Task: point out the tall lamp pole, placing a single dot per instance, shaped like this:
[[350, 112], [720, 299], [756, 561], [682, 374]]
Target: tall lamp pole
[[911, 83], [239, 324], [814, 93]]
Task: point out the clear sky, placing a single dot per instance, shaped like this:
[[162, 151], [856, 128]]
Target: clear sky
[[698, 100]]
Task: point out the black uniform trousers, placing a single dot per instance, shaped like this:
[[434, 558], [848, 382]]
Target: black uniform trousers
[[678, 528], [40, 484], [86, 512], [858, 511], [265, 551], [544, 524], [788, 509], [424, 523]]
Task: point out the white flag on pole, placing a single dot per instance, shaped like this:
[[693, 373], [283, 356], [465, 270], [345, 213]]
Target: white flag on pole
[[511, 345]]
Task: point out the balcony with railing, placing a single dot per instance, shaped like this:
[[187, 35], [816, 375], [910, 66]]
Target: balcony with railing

|---|

Task prompt -> Please write out the data above again, replacing "point out" with "mark" and changing nothing else.

Complete answer ->
Task: mark the tall lamp pole, placing a single dot per instance, shaped like this:
[[350, 112], [720, 299], [756, 561], [682, 374]]
Target: tall lamp pole
[[911, 83], [239, 324], [814, 93]]
Task: mark the clear sky, placing a single dot per instance, shaped like this:
[[162, 151], [856, 128]]
Target: clear sky
[[698, 100]]
Task: mark the black uniform trousers, placing a single dot per instance, shaped like this:
[[434, 558], [848, 382]]
Target: black uniform trousers
[[678, 528], [40, 484], [86, 512], [858, 511], [265, 551], [544, 524], [788, 509], [424, 523]]
Task: mark the white flag on pole, placing a single dot per instance, shaped like this:
[[693, 373], [283, 356], [465, 270], [345, 213]]
Target: white flag on pole
[[511, 345]]
Task: mark the balcony with railing, placing a single dot per instance, shaped like this:
[[187, 35], [816, 375], [910, 66]]
Target: balcony with railing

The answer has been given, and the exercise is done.